**PROBLEM A:** From the article below on the OIF's very-short-reach interfaces, list every quantity stated with a unit of length.

OIF doubles 10-Gbit/sec VSR implementation count

TECHNOLOGY

By STEPHEN HARDY

The Optical Internetworking Forum (OIF) added two more implementation agreements to its roster of 10-Gbit/sec very-short-reach (VSR) interface approaches. One is a 4-fiber interface based on parallel optics and the other is a serial approach for multimode fiber. The two new implementation agreements join a pair of VSR interfaces announced this past January (see Lightwave, February 2001, page 1).

The first of the two new interfaces, dubbed OIF-VSR-03.0, "Very Short Reach OC-192 Four Fiber Interface Based on Parallel Optics" (VSR-3) uses eight of the 12 fibers in a 12-ribbon multimode-fiber cable. Four 50-micron multimode fibers carry 2.5-Gbit/sec streams in each direction, leaving four fibers in the ribbon cable unused. Vertical-cavity surface-emitting lasers (VCSELs) operating at 850-nm will provide the horsepower to support transmission distances of 300 m.

The technique is designed to enable the mapping of the OC-192 frame onto the optical link without bandwidth expansion or overwriting of the SONET overhead bytes. The OIF points out that ANSI Fibre Channel and Infiniband industrial consortium working groups are also pushing toward four-channel approaches at similar speeds, optical power, and jitter link budgets.

**PROBLEM B:** Format the lines of the records as a numbered list, starting at the line containing "If you could mark the truck" and ending at the line containing "<point>75,121</point>", and leave out any blank lines.

**DATA TO USE:**
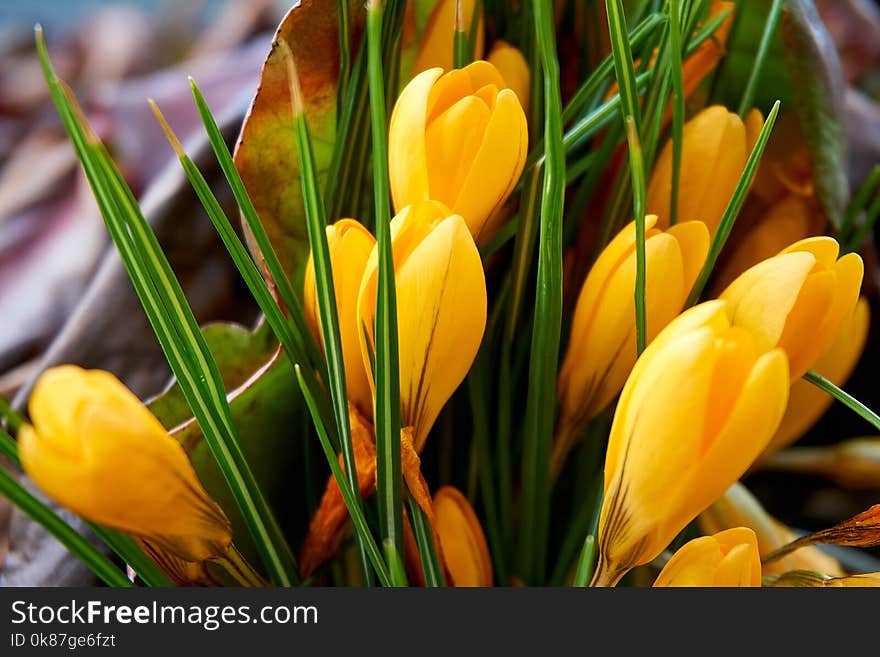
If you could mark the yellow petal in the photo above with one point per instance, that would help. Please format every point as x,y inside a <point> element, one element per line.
<point>463,544</point>
<point>407,161</point>
<point>807,403</point>
<point>496,167</point>
<point>513,68</point>
<point>108,439</point>
<point>761,299</point>
<point>350,245</point>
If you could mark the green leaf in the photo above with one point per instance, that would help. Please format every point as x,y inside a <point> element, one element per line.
<point>265,402</point>
<point>266,151</point>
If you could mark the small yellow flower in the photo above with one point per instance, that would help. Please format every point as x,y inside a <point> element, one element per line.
<point>96,449</point>
<point>701,403</point>
<point>728,558</point>
<point>461,539</point>
<point>436,47</point>
<point>602,345</point>
<point>441,310</point>
<point>350,245</point>
<point>738,507</point>
<point>459,138</point>
<point>514,68</point>
<point>715,147</point>
<point>797,300</point>
<point>806,402</point>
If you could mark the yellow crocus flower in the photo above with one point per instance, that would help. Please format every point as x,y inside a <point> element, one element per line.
<point>715,146</point>
<point>806,402</point>
<point>441,309</point>
<point>701,403</point>
<point>738,507</point>
<point>462,541</point>
<point>797,300</point>
<point>96,449</point>
<point>602,345</point>
<point>459,138</point>
<point>350,245</point>
<point>436,47</point>
<point>787,221</point>
<point>728,558</point>
<point>514,68</point>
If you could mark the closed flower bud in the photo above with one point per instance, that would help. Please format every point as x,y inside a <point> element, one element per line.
<point>806,402</point>
<point>96,449</point>
<point>715,147</point>
<point>436,47</point>
<point>602,344</point>
<point>514,68</point>
<point>728,558</point>
<point>461,539</point>
<point>701,403</point>
<point>459,138</point>
<point>786,222</point>
<point>350,245</point>
<point>797,300</point>
<point>738,507</point>
<point>441,309</point>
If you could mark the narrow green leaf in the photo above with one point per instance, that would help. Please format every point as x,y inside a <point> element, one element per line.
<point>349,496</point>
<point>586,563</point>
<point>543,364</point>
<point>431,567</point>
<point>386,375</point>
<point>316,224</point>
<point>844,398</point>
<point>734,205</point>
<point>66,535</point>
<point>770,25</point>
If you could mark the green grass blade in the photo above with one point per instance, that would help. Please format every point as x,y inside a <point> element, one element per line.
<point>858,204</point>
<point>308,353</point>
<point>180,337</point>
<point>431,567</point>
<point>9,417</point>
<point>386,374</point>
<point>844,398</point>
<point>541,400</point>
<point>675,67</point>
<point>772,21</point>
<point>734,205</point>
<point>587,563</point>
<point>349,496</point>
<point>78,546</point>
<point>316,224</point>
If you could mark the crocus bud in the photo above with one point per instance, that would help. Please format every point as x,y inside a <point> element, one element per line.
<point>701,403</point>
<point>459,138</point>
<point>96,449</point>
<point>436,47</point>
<point>786,222</point>
<point>350,245</point>
<point>441,309</point>
<point>461,538</point>
<point>854,463</point>
<point>738,507</point>
<point>806,402</point>
<point>513,68</point>
<point>602,344</point>
<point>797,300</point>
<point>728,558</point>
<point>715,147</point>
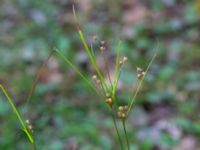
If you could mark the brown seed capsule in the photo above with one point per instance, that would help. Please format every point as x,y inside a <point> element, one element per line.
<point>102,42</point>
<point>125,107</point>
<point>102,48</point>
<point>109,101</point>
<point>125,59</point>
<point>119,114</point>
<point>140,73</point>
<point>123,116</point>
<point>107,94</point>
<point>94,77</point>
<point>98,81</point>
<point>120,108</point>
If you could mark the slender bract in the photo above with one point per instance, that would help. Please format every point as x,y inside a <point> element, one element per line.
<point>24,128</point>
<point>92,59</point>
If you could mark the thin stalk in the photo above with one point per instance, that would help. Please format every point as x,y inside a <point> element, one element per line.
<point>92,59</point>
<point>117,67</point>
<point>124,127</point>
<point>37,77</point>
<point>107,70</point>
<point>116,128</point>
<point>24,128</point>
<point>76,70</point>
<point>140,85</point>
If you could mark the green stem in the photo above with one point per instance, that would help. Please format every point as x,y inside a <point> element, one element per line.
<point>117,130</point>
<point>124,127</point>
<point>24,128</point>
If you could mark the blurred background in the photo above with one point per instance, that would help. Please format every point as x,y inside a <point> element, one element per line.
<point>65,113</point>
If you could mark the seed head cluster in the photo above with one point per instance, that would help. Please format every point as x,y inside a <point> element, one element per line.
<point>123,61</point>
<point>29,126</point>
<point>140,73</point>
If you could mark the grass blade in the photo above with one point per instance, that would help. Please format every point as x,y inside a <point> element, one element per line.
<point>30,137</point>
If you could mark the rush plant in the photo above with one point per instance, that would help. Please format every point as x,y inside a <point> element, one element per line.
<point>106,91</point>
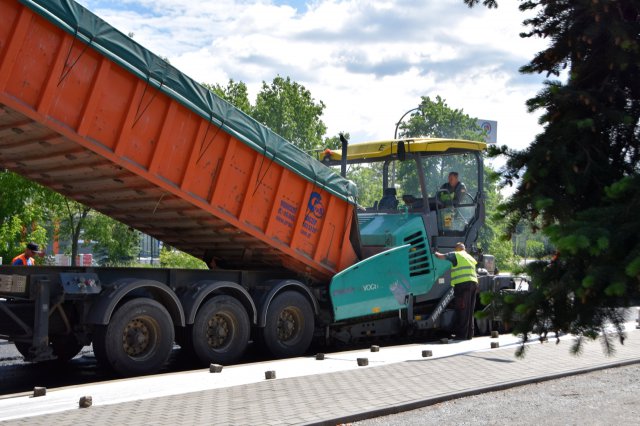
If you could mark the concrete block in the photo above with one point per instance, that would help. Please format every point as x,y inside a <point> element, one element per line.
<point>85,401</point>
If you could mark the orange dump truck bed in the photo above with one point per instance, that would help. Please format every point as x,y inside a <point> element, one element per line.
<point>90,113</point>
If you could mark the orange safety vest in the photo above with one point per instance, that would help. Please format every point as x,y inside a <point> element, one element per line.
<point>25,261</point>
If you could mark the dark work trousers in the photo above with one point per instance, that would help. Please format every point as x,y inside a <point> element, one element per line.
<point>465,302</point>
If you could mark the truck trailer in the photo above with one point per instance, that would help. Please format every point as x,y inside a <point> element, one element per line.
<point>294,253</point>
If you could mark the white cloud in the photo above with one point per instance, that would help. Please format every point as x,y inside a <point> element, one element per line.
<point>368,61</point>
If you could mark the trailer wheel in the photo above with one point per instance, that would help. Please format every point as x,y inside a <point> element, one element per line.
<point>289,327</point>
<point>138,339</point>
<point>221,330</point>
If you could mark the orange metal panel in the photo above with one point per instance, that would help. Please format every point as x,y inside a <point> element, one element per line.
<point>75,121</point>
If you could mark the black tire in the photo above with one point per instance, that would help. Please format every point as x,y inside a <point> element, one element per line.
<point>221,331</point>
<point>290,324</point>
<point>138,339</point>
<point>23,348</point>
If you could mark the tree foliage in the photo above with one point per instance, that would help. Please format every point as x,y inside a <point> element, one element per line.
<point>434,118</point>
<point>579,178</point>
<point>114,243</point>
<point>21,214</point>
<point>172,258</point>
<point>235,93</point>
<point>289,110</point>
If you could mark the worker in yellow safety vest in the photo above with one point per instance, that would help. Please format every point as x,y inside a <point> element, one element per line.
<point>26,258</point>
<point>464,281</point>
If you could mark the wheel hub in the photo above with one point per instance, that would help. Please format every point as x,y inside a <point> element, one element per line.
<point>136,337</point>
<point>287,325</point>
<point>218,331</point>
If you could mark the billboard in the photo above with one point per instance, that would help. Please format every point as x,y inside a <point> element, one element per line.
<point>491,129</point>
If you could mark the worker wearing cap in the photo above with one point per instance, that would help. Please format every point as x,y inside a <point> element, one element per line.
<point>26,258</point>
<point>451,192</point>
<point>464,281</point>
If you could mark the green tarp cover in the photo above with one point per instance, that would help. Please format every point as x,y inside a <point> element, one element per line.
<point>80,22</point>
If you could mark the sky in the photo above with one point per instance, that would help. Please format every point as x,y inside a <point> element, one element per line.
<point>368,61</point>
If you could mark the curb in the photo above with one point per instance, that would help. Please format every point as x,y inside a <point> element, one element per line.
<point>396,409</point>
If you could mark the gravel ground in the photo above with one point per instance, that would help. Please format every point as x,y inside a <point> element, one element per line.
<point>606,397</point>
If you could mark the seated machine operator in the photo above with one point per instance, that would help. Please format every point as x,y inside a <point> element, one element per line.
<point>455,188</point>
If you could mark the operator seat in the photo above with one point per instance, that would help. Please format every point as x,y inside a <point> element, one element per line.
<point>388,200</point>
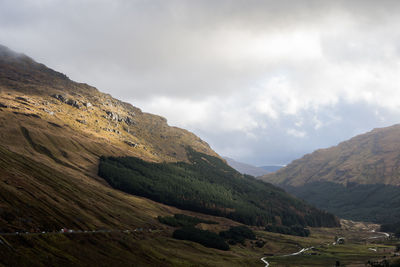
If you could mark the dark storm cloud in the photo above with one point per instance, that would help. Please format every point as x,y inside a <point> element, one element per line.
<point>262,81</point>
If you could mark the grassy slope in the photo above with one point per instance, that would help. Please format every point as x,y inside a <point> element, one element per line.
<point>369,158</point>
<point>48,179</point>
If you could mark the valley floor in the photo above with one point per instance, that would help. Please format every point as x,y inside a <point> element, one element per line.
<point>155,247</point>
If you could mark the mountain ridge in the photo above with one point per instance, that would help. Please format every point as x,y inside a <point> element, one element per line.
<point>358,179</point>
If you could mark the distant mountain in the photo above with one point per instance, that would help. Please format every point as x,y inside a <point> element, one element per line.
<point>57,136</point>
<point>245,168</point>
<point>271,168</point>
<point>358,179</point>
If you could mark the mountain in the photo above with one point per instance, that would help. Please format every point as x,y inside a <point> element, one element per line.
<point>246,168</point>
<point>56,137</point>
<point>357,179</point>
<point>271,168</point>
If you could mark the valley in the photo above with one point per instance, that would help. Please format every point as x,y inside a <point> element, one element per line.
<point>72,157</point>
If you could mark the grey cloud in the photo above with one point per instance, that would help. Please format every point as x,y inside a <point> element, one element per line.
<point>196,51</point>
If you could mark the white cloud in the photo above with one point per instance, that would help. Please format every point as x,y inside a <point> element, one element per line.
<point>246,75</point>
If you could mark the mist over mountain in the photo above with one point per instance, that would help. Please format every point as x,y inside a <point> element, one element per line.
<point>357,179</point>
<point>246,168</point>
<point>74,158</point>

**FULL ANSWER A:**
- 50-micron
- 850-nm
- 300 m

**FULL ANSWER B:**
1. If you could mark the truck trailer in the photo above with one point per instance, that would help. Please format every point as x,y inside a <point> element, one element per line.
2. <point>294,253</point>
3. If you could mark the white cloud in the photo above with one point per instance, that would help. Please format every point as x,y inside a <point> element, one element per line.
4. <point>368,61</point>
5. If you could mark the trailer wheel in the photo above with one point per instance, that would help. Please format every point as x,y inside a <point> element, one element per line.
6. <point>289,327</point>
7. <point>138,339</point>
8. <point>221,330</point>
9. If you could mark the orange metal panel in the photo above with one point per instance, that would help. Please format every point as x,y inside a <point> element, one element per line.
10. <point>75,121</point>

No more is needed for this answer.